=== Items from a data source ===
::::::::::
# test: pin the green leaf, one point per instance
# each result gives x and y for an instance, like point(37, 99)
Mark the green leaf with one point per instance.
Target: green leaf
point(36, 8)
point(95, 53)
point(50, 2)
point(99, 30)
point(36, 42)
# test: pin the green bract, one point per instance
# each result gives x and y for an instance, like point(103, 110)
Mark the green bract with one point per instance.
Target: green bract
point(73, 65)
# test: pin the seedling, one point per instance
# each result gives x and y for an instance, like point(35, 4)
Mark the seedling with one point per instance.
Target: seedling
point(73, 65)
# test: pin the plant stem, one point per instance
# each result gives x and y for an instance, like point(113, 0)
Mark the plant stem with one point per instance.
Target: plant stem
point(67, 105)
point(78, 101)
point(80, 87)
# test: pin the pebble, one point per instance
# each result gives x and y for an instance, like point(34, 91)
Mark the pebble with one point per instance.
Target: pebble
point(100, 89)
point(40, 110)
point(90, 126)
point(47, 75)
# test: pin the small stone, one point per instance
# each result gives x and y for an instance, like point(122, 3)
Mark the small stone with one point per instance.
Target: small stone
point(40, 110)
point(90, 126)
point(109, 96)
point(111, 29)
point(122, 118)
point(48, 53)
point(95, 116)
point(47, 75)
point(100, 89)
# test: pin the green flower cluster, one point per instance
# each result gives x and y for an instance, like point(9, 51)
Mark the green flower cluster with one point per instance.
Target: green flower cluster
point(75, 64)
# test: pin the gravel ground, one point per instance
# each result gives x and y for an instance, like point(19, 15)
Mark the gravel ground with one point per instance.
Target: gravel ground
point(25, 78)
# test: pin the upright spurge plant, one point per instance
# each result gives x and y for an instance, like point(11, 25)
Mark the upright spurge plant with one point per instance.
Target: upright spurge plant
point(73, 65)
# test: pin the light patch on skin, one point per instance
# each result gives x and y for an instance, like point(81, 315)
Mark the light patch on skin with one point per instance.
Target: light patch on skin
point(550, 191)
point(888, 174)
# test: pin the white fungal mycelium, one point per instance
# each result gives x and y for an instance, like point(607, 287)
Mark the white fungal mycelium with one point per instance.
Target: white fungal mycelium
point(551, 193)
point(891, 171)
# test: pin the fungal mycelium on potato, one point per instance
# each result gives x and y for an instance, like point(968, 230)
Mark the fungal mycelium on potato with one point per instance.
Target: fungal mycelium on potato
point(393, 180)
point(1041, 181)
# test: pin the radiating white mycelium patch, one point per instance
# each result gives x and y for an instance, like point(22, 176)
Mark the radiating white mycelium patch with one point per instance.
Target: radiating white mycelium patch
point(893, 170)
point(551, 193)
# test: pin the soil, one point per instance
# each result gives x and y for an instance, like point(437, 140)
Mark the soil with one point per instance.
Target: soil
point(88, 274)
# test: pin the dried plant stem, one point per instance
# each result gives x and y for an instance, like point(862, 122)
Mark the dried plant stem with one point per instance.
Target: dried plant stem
::::::::::
=== TASK STATEMENT ===
Print exactly, and only, the lines running from the one that contains "Mark the radiating" to the last line of the records above.

=== RESULT OF THE TASK ===
Mark the radiating white mycelium patch with one point per instance.
Target: radiating white mycelium patch
point(893, 170)
point(551, 193)
# test: pin the soil, one point per instance
# each result gives x and y for an instance, like point(437, 140)
Mark the soil with one point per instance.
Target: soil
point(88, 274)
# test: pin the dried plant stem, one point per instance
# each result gives x and y for an instance, like point(862, 122)
Mark the dried plant stem with one point per instance.
Target: dried plant stem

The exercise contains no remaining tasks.